■ Exercise goal ■
These records must be written out again exactly.

■ Given records ■
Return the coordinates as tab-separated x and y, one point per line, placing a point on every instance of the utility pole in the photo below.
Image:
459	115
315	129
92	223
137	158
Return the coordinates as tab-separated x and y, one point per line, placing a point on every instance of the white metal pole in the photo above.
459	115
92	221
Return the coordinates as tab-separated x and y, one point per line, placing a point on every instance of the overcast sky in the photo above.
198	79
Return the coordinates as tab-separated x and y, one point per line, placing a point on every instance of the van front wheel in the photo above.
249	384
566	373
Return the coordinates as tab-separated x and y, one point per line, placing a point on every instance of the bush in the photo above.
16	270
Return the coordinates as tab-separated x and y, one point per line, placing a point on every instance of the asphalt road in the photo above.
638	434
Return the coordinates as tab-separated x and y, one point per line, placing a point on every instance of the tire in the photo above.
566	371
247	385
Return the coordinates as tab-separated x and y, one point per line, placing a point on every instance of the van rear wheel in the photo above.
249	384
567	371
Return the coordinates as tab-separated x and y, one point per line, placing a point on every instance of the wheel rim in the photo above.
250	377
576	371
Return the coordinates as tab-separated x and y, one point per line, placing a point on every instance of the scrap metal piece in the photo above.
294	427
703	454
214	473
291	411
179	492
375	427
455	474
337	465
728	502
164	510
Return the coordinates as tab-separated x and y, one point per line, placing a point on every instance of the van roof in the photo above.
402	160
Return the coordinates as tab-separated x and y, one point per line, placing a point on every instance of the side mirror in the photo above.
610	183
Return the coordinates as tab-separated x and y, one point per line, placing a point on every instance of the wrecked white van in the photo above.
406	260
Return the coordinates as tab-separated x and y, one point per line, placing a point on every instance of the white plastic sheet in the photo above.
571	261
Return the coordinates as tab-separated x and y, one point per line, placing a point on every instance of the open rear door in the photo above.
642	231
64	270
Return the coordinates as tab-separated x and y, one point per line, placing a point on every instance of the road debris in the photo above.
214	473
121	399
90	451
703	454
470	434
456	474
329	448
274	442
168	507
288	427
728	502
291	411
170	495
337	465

■ Solution to this task ■
Return the coordinates as tab-separated x and y, one point per line, placing a point on every instance of the utility pole in the photo below.
Image:
459	115
315	129
92	223
137	158
Return the coordinates as tab-separated x and y, one point per line, placing a point on every instance of the white metal pole in the photo above.
459	115
92	221
Return the coordinates as tab-separated x and y, one point per line, placing a point on every instance of the overcast sky in the photo above.
198	79
Return the coordinates as tab-separated x and y, one point per line, placing a point on every instance of the van front wheel in the photo above.
249	384
566	373
Return the coordinates as tab-separated x and y, one point per line, placing a point on every instance of the bush in the photo above.
16	270
Return the coordinates as tab-separated x and y, one point per line, placing a point on every instance of the asphalt road in the photo above.
638	434
Return the coordinates as tab-separated x and y, one point per line, placing a point on every instance of the tire in the photo above.
566	371
247	385
Return the coordinates as tab-separated x and y, one point per line, placing a point on every instance of the van rear wheel in the photo above.
249	384
567	371
Return the coordinates as tab-separated x and y, one point per line, placing a point on every instance of the wheel rim in the photo above.
250	377
576	371
Return the coordinates as tab-separated x and y, one point per line, placing a point on every instance of the scrap metal piece in the photo above.
294	427
703	454
214	473
291	411
179	492
375	427
455	474
337	465
728	502
164	510
Return the coordinates as tab-separated x and y, one point per line, placing a point on every instance of the van roof in the photo above.
402	160
Return the coordinates as tab-separated x and y, one point per line, placing a point on every instance of the side mirror in the photo above.
610	183
Return the coordinates as tab-separated x and y, one point per line, placing a point on every instance of the wrecked white van in the photo above.
406	260
Return the coordinates as tab-separated x and y, one point per line, placing a point on every instance of the white plastic sheet in the photo above.
571	261
Return the coordinates as tab-separated x and y, one point per line, placing a point on every instance of the open rear door in the photo above.
642	231
64	270
Return the coordinates as tab-separated x and y, one point per line, placing a point on every instance of the road debris in the photo above.
214	473
121	399
90	451
703	454
470	434
456	474
329	448
274	442
168	507
288	427
728	502
291	411
170	495
337	465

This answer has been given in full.